Dataset records
————
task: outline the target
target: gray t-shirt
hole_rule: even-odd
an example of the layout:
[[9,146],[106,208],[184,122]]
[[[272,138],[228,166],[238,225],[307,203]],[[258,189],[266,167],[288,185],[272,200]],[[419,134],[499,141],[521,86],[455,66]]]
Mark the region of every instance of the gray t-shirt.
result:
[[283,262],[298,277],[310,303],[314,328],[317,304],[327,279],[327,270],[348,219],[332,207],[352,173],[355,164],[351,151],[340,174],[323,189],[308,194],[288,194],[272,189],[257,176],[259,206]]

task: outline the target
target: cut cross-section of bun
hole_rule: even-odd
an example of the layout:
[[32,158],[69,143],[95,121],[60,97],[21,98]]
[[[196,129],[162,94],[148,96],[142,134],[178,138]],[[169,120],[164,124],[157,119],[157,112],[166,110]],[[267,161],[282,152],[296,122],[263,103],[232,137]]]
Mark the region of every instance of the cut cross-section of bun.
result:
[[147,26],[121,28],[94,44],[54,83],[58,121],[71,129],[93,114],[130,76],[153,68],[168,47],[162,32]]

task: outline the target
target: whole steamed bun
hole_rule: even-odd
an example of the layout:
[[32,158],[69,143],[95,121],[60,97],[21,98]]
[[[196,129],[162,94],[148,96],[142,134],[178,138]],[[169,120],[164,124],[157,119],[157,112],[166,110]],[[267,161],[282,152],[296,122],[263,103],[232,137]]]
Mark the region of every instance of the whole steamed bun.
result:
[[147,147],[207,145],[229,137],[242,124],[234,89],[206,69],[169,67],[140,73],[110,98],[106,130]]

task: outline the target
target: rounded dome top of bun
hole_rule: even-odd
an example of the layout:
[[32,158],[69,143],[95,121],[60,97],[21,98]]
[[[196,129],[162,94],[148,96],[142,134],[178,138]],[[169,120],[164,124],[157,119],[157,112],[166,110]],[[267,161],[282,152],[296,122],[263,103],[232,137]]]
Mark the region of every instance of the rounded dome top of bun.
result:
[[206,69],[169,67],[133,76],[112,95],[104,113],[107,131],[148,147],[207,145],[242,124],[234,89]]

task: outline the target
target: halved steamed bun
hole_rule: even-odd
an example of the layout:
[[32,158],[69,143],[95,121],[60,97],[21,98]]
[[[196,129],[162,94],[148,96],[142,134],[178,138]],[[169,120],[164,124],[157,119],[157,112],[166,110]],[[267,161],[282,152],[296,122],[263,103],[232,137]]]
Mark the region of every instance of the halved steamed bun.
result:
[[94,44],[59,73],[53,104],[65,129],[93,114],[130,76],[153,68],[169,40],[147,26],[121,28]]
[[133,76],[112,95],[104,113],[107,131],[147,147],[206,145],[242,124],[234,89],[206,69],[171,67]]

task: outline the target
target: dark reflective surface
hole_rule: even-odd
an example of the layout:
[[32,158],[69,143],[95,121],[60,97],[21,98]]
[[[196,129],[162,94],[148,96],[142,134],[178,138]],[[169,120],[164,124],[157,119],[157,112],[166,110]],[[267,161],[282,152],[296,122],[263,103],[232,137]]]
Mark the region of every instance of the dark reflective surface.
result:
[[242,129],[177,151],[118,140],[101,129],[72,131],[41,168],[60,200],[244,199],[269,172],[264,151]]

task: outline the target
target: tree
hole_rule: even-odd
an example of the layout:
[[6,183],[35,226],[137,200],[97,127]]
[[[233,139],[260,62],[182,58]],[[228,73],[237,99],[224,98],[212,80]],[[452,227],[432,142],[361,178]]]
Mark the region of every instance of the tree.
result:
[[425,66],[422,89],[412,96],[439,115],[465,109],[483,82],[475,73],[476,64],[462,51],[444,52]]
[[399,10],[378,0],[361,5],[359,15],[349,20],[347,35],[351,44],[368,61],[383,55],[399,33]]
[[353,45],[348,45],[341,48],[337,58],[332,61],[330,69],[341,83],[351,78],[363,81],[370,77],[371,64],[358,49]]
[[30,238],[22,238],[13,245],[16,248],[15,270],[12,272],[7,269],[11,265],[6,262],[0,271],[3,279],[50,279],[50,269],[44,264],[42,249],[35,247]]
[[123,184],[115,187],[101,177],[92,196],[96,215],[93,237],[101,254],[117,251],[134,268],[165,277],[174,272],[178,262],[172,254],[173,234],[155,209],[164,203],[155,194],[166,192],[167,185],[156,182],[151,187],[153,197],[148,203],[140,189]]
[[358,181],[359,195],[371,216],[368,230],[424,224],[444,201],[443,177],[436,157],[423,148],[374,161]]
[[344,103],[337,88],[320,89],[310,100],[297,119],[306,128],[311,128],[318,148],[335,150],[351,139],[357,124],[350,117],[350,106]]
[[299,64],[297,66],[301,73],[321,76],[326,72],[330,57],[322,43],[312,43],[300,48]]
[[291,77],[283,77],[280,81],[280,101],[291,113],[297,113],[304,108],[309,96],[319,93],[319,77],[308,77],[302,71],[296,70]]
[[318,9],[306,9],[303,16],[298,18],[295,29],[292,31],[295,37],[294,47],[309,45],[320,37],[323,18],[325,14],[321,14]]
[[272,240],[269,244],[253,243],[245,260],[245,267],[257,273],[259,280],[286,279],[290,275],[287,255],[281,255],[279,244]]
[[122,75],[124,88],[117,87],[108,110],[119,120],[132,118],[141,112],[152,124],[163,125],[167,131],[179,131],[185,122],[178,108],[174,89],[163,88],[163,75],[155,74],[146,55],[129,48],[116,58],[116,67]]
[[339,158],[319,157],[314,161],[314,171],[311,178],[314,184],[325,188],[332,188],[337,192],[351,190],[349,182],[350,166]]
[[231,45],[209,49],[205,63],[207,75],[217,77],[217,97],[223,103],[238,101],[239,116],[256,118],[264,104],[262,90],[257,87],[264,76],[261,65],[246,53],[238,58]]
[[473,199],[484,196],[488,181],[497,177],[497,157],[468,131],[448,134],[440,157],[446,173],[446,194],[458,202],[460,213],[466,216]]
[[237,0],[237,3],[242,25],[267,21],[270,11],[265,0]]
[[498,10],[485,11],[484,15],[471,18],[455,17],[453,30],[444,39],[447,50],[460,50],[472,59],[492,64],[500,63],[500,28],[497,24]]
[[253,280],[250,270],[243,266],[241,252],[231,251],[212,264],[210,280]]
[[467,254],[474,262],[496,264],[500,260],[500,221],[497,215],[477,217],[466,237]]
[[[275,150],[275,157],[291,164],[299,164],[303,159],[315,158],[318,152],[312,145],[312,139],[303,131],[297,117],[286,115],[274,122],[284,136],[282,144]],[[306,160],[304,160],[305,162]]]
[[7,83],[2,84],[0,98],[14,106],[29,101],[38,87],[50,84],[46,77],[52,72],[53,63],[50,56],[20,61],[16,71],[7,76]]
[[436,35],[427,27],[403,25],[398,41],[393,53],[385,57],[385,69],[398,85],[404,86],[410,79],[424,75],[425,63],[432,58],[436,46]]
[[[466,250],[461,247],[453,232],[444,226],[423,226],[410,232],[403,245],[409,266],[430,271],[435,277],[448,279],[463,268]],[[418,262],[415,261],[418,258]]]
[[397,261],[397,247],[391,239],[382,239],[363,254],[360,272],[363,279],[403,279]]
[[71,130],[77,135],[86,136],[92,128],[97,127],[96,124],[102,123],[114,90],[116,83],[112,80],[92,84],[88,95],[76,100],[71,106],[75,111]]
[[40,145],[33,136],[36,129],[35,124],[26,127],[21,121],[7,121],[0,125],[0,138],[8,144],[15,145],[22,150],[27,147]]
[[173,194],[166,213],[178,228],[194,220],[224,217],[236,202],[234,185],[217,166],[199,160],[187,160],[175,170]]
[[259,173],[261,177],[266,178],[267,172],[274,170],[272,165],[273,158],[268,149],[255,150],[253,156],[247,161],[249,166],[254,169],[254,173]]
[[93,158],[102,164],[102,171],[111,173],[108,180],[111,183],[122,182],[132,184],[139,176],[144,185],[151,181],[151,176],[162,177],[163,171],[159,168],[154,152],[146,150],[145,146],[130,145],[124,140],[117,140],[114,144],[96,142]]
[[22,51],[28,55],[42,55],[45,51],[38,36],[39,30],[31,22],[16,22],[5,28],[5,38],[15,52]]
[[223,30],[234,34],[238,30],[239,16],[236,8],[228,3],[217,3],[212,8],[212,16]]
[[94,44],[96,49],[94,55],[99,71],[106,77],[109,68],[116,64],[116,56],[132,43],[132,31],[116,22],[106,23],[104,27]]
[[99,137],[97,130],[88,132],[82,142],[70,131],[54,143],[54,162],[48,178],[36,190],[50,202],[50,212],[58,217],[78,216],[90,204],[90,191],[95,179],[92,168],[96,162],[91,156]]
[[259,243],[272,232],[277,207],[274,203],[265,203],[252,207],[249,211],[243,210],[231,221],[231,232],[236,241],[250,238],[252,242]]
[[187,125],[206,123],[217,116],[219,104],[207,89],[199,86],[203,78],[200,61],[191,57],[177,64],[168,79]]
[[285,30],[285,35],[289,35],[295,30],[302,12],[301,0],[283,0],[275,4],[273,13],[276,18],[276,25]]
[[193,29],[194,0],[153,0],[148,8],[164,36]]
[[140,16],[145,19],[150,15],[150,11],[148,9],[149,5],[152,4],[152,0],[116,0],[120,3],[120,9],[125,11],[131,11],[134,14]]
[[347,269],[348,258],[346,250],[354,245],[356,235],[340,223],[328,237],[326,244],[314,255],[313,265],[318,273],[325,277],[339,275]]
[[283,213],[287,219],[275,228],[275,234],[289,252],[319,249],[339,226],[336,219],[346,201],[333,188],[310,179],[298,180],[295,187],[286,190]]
————
TASK STATEMENT: Look through the entries above and find each line where the word "halved" occurs; copy those lines.

RESPONSE TO THIS TASK:
target: halved steamed bun
Mark the region of every instance of the halved steamed bun.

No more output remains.